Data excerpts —
BEGIN
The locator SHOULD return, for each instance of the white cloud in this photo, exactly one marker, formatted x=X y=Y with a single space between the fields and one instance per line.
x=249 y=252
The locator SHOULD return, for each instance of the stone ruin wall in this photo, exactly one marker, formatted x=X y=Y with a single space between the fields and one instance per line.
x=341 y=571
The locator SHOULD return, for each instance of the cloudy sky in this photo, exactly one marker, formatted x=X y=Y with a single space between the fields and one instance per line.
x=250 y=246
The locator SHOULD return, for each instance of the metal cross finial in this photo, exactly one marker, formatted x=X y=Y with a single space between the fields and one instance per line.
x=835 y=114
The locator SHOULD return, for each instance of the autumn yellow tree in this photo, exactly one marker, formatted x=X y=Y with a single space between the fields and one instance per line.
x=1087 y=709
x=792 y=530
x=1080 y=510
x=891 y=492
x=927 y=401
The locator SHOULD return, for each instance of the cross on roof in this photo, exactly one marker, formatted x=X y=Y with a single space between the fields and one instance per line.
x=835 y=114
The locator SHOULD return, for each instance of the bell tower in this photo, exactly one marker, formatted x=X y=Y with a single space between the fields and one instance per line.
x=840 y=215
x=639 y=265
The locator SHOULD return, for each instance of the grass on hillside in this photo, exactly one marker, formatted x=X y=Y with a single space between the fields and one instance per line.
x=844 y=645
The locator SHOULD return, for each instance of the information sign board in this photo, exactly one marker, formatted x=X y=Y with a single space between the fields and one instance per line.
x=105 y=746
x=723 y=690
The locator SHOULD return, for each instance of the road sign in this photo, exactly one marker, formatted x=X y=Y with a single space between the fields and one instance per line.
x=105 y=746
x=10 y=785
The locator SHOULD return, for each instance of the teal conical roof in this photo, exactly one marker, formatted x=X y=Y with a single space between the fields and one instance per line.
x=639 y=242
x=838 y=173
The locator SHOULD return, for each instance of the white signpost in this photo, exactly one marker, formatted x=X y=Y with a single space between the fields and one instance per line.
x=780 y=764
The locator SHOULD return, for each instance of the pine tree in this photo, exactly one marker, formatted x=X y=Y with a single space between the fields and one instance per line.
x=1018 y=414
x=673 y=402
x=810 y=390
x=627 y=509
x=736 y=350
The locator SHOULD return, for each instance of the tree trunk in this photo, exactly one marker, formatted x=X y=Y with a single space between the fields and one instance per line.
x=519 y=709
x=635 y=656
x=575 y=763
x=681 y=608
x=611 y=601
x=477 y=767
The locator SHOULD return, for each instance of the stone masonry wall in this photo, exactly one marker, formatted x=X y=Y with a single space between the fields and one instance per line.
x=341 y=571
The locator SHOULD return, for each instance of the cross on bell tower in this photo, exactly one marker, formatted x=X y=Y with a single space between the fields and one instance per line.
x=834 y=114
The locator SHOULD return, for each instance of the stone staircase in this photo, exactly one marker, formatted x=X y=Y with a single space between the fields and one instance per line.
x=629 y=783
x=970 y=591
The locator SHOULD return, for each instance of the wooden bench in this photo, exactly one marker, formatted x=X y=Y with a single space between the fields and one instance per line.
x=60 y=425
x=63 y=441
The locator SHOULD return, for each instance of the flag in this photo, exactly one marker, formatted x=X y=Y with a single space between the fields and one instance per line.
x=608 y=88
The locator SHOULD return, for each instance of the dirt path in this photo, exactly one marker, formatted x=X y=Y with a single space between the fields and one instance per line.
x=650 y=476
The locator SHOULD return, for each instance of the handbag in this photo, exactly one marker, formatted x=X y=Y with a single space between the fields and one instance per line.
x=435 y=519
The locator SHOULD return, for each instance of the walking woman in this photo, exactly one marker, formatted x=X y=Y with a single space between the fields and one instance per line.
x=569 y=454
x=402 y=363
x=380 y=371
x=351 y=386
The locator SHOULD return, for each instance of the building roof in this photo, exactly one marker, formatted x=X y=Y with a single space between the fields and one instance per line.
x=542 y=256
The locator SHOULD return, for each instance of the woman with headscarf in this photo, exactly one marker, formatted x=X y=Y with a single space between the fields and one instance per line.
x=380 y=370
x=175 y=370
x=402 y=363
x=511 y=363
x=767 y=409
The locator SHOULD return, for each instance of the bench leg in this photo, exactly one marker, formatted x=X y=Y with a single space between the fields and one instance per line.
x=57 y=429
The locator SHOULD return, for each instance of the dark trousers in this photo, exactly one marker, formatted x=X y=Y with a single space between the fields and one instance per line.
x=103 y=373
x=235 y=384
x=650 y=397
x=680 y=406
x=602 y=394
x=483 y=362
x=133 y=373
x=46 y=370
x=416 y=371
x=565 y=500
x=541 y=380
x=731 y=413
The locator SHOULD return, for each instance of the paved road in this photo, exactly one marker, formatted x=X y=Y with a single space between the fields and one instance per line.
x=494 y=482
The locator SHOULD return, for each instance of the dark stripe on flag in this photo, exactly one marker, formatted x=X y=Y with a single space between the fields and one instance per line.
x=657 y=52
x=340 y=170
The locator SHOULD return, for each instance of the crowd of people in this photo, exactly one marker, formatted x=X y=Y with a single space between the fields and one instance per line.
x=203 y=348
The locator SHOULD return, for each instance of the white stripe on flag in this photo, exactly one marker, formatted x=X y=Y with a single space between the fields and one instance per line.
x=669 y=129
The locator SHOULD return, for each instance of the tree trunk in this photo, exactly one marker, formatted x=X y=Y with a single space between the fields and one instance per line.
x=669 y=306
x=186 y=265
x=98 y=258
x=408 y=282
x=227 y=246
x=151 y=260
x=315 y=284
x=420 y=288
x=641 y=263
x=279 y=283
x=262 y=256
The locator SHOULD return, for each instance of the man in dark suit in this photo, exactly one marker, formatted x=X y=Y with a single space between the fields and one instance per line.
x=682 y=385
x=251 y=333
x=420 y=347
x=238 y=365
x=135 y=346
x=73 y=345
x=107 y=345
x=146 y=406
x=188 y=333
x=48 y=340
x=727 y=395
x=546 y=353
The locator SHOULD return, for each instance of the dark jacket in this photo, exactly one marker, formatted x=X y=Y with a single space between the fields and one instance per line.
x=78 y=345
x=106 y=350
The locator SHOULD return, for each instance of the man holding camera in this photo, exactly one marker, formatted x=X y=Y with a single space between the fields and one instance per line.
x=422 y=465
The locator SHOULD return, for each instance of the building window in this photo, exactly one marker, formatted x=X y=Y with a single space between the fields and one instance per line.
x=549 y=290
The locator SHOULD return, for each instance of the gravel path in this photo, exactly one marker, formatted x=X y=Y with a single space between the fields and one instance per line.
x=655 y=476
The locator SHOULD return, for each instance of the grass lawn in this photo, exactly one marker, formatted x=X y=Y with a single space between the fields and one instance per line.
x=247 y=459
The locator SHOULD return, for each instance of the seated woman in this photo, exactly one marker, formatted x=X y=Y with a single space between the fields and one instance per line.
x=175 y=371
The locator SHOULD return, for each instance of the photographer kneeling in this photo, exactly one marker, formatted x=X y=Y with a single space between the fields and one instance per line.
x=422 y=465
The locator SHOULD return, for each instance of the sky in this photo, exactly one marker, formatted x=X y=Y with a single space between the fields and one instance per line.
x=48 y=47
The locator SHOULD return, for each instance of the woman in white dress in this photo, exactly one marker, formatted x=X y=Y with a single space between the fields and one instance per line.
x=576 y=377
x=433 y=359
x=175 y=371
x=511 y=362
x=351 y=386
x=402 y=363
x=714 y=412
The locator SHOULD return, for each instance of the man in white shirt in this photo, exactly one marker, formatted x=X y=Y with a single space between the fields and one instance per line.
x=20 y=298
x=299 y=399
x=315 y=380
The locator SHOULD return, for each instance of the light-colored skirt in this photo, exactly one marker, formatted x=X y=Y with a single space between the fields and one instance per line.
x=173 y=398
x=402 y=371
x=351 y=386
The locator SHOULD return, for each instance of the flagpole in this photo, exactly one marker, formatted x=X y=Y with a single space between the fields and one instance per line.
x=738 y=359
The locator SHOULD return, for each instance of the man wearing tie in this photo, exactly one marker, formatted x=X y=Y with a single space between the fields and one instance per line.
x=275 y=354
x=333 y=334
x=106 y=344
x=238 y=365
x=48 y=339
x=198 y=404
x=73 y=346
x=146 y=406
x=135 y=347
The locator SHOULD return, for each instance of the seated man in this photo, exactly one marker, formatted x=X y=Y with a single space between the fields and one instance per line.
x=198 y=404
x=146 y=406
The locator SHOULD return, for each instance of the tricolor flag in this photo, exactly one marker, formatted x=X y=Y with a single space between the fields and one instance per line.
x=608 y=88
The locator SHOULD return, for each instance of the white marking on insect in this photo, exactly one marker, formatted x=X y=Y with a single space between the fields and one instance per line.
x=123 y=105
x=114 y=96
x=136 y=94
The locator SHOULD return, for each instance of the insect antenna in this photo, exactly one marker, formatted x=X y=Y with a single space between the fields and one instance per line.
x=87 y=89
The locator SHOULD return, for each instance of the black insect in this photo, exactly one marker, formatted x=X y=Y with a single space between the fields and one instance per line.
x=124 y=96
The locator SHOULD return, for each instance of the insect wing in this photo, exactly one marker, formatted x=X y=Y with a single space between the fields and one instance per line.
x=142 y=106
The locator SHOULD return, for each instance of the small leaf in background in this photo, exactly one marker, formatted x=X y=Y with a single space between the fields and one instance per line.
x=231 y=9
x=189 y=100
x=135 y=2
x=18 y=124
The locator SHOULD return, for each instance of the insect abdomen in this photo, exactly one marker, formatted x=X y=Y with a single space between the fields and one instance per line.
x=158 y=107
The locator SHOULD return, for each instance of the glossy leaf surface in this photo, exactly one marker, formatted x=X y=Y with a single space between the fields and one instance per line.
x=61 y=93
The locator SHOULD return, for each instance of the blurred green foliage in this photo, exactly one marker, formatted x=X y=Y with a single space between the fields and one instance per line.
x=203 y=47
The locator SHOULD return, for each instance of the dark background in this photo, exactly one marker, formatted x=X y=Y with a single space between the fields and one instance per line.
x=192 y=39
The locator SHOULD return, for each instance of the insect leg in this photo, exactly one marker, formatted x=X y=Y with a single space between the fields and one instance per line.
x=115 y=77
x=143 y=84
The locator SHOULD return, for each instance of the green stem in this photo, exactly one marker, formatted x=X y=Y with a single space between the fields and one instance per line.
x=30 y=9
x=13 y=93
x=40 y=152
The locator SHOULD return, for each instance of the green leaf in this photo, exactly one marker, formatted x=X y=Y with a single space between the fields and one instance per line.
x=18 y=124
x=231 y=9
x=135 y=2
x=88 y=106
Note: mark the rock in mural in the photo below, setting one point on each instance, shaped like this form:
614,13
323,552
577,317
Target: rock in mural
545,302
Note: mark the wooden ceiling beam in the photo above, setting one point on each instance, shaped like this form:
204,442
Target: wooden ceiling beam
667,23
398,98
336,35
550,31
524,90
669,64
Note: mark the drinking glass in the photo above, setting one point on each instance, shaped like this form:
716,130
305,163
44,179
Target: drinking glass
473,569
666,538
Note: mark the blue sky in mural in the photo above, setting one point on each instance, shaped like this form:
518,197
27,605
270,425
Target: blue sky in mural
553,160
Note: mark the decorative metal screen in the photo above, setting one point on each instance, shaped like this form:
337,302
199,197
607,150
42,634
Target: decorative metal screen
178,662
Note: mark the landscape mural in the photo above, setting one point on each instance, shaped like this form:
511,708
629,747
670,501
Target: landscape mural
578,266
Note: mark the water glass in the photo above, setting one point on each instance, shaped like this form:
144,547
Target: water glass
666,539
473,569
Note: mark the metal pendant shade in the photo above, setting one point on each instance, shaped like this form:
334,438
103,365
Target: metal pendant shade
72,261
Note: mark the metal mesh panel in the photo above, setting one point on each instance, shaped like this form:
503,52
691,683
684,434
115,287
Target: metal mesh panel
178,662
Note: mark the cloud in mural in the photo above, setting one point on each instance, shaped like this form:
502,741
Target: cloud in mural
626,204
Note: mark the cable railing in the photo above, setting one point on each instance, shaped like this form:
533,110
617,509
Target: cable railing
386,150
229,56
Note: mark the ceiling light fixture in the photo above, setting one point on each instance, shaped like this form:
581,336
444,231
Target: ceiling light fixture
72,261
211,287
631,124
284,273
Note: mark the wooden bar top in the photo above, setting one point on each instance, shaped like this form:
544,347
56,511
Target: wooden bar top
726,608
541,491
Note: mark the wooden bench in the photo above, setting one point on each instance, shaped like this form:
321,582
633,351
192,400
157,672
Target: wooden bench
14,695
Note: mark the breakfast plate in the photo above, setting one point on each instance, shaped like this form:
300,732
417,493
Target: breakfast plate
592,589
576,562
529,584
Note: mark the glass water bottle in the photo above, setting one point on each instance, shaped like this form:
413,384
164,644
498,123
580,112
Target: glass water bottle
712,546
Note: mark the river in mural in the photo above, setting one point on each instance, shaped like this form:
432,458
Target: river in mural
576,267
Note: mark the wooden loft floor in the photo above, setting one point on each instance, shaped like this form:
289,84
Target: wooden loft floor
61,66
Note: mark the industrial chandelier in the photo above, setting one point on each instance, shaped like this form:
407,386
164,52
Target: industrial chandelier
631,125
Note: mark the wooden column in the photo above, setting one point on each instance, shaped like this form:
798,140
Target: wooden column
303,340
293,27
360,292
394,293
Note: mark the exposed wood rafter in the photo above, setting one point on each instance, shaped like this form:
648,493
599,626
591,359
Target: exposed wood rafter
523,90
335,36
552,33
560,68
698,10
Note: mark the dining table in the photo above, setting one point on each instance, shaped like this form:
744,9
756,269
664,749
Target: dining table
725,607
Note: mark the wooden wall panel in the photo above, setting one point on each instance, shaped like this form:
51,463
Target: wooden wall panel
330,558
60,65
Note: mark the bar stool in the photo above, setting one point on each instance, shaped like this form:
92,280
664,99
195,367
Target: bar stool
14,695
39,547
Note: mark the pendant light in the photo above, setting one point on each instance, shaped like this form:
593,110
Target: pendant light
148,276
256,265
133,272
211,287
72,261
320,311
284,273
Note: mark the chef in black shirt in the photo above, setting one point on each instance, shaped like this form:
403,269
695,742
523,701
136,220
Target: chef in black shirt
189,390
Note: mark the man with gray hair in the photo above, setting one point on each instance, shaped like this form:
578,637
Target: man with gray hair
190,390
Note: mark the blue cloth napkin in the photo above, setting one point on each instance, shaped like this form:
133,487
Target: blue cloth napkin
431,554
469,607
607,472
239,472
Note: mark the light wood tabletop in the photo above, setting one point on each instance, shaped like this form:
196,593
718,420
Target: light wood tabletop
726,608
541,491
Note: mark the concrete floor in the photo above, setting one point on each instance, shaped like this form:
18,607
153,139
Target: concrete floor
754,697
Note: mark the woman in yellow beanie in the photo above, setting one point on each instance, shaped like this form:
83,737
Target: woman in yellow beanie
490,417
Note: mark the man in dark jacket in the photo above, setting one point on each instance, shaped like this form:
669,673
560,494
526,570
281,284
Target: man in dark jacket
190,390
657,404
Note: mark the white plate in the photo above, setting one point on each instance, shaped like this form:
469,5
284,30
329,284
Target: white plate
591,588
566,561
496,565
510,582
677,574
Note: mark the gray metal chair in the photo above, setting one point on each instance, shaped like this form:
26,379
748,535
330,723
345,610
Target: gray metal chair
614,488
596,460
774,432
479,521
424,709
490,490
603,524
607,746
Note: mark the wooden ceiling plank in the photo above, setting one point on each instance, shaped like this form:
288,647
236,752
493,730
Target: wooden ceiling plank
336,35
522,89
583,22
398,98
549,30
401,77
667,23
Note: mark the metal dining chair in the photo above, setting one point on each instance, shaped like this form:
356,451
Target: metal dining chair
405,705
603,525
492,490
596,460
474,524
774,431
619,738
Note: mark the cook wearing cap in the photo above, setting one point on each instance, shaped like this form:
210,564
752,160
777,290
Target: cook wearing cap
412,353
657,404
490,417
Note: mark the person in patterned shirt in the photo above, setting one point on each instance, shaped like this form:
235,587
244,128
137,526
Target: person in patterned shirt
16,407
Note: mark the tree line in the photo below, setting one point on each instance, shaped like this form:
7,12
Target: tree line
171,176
END
TASK PROMPT —
Compute the number of lines in the entries above that hold the word "below"; the answer must contain nothing else.

EXPECTED OUTPUT —
2